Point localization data

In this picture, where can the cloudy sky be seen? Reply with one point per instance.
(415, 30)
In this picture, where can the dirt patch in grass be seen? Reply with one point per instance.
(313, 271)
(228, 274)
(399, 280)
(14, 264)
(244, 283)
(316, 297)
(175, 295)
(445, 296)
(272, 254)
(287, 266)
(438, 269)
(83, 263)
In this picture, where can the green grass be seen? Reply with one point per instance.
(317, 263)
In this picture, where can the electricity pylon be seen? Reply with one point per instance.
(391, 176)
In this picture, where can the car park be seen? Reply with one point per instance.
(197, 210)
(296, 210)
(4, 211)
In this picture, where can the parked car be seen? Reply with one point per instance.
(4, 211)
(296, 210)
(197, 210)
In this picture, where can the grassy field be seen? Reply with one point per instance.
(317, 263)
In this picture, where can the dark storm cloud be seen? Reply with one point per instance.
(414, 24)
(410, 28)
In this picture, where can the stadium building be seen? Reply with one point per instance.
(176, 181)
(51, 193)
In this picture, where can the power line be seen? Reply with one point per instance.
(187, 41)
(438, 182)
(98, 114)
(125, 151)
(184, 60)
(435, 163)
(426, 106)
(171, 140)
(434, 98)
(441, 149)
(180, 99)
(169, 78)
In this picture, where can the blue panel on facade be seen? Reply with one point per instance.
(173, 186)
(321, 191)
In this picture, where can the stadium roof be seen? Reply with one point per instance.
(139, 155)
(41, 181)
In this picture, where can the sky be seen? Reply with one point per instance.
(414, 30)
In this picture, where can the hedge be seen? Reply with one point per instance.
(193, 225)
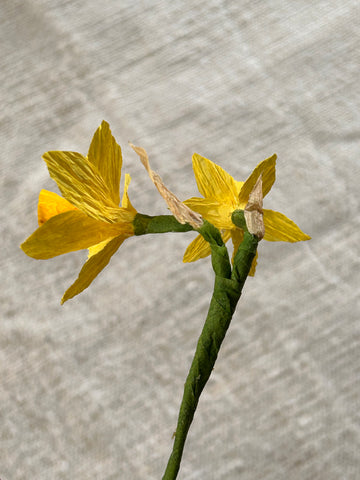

Task brief: A precise repetition of every entry, free of pictures, is the expected answer.

Solved problem:
In this picture, where can the cloudy sky be seen? Reply with one point per instance.
(415, 30)
In this picture, where can the dirt patch in grass be seen? Reply with one point per instance.
(313, 271)
(228, 274)
(399, 280)
(14, 264)
(244, 283)
(316, 297)
(175, 295)
(445, 296)
(272, 254)
(287, 266)
(438, 269)
(83, 263)
In this picture, where can the green grass be seen? Reply with one point per instance.
(317, 263)
In this picture, where can the electricity pylon be seen? Reply with one point per instance.
(391, 176)
In this picture, where can the car park be seen? Reply with one point per instance.
(197, 210)
(296, 210)
(4, 211)
In this picture, where can the parked car be seen? Reply with one point per instance.
(4, 211)
(296, 210)
(197, 210)
In this picture, where can the grassy field be seen? Reply with one point per instance.
(317, 263)
In this picture, where can the dark storm cloud be seen? Reply with one point per instance.
(414, 24)
(410, 28)
In this picture, where can the stadium building be seen? Reply with one point per instance.
(176, 181)
(51, 193)
In this picture, where can the power line be seen? Reply with one point per instance.
(187, 41)
(438, 182)
(98, 114)
(125, 151)
(184, 60)
(435, 163)
(426, 106)
(171, 140)
(434, 98)
(441, 149)
(180, 99)
(169, 78)
In this picture, where can the blue panel on facade be seen? Reply with one point per instance.
(173, 186)
(321, 191)
In this picture, where can the stadium roof be seen? Reply with one point per instance.
(139, 155)
(41, 181)
In this picture, where can the sky be seen? Reply with one point per instance.
(414, 30)
In this picture, where can the hedge be seen? Reply with one point per instance.
(193, 225)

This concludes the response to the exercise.